Entries shown section start

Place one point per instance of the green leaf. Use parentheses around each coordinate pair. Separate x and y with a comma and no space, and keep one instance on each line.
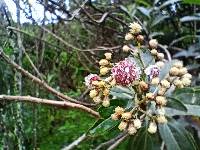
(103,127)
(176,137)
(176,104)
(197,2)
(192,110)
(143,140)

Entries shown section end

_Problem statement_. All of the entries above should be duplicated exactly, except for the pictures.

_Answer space_.
Place one point per instance of the green leaf. Use parentheses around each coordinate pair. Separate x and y with a comma and no space, and keep one instance on each line.
(103,127)
(176,137)
(176,104)
(197,2)
(192,110)
(143,140)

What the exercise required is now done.